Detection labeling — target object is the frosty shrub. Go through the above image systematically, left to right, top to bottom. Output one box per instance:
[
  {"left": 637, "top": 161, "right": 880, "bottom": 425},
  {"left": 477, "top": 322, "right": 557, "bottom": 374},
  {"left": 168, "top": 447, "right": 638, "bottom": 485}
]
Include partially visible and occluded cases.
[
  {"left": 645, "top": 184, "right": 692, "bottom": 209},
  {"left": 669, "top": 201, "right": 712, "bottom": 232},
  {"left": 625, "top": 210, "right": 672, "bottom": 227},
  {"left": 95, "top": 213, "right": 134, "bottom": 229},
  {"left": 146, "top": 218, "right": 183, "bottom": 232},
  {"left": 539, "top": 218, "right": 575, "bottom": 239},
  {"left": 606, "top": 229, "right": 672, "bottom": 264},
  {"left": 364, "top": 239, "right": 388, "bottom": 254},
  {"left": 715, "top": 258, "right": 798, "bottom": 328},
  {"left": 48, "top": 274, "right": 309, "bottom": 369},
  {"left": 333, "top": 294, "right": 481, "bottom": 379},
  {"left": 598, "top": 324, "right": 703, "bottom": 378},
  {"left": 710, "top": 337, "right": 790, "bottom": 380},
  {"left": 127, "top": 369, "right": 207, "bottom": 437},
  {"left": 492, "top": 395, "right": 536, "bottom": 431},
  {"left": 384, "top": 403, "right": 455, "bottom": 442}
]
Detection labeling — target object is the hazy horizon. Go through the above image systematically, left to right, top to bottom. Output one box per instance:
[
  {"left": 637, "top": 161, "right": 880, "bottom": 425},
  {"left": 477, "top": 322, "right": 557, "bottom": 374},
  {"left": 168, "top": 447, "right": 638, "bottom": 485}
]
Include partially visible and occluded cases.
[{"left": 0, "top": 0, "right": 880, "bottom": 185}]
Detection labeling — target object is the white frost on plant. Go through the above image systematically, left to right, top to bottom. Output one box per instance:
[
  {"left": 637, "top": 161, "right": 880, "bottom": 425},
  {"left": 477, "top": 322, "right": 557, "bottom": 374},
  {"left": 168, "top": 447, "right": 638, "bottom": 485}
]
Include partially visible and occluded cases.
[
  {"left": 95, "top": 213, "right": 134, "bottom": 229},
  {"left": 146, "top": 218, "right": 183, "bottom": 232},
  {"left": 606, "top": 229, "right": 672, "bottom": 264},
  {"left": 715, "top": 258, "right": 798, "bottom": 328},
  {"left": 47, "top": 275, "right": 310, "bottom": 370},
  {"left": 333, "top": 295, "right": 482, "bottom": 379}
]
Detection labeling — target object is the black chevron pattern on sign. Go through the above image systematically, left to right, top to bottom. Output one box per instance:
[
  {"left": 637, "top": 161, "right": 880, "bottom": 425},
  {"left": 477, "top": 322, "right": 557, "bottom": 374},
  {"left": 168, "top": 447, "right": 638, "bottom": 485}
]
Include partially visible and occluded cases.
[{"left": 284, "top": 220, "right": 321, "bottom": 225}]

-------

Instruções de trabalho → Por favor, reescreva somente as linhas entre a que contém "Detection labeling — target object is the hazy" e a última, inclusive, com os pedidos incluídos. Escale por 2,15 as coordenadas das caixas delimitadoras nas respostas, arredondando para inteiros com metades para cima, e mantenha inalterados os números dos pedidos e dos seus modelos de formato.

Resposta da tarefa →
Detection labeling — target object is the hazy horizon. Go through the above image systematically, left to right, top to bottom. Output one box per instance:
[
  {"left": 637, "top": 161, "right": 880, "bottom": 425},
  {"left": 477, "top": 322, "right": 557, "bottom": 374},
  {"left": 168, "top": 447, "right": 638, "bottom": 485}
]
Include partially visible and occluded cases.
[{"left": 0, "top": 0, "right": 1892, "bottom": 398}]
Detection labeling — target object is the white frost on plant. Go through the above image systematically, left to right, top to bottom. Output one box per instance:
[
  {"left": 637, "top": 161, "right": 880, "bottom": 425},
  {"left": 477, "top": 322, "right": 557, "bottom": 374},
  {"left": 168, "top": 447, "right": 638, "bottom": 485}
]
Include partially visible and occluded cases.
[
  {"left": 204, "top": 458, "right": 288, "bottom": 492},
  {"left": 314, "top": 469, "right": 393, "bottom": 499},
  {"left": 1303, "top": 492, "right": 1445, "bottom": 568},
  {"left": 1537, "top": 555, "right": 1716, "bottom": 705},
  {"left": 101, "top": 591, "right": 667, "bottom": 796},
  {"left": 716, "top": 634, "right": 1036, "bottom": 815}
]
Detection labeling — target object is the black chevron pattern on sign. Go through the above image systematically, left to right, top to bottom. Output one box per instance:
[
  {"left": 637, "top": 161, "right": 880, "bottom": 425},
  {"left": 477, "top": 322, "right": 557, "bottom": 374},
  {"left": 168, "top": 447, "right": 638, "bottom": 485}
]
Include partially visible and occluded cases.
[{"left": 611, "top": 473, "right": 690, "bottom": 484}]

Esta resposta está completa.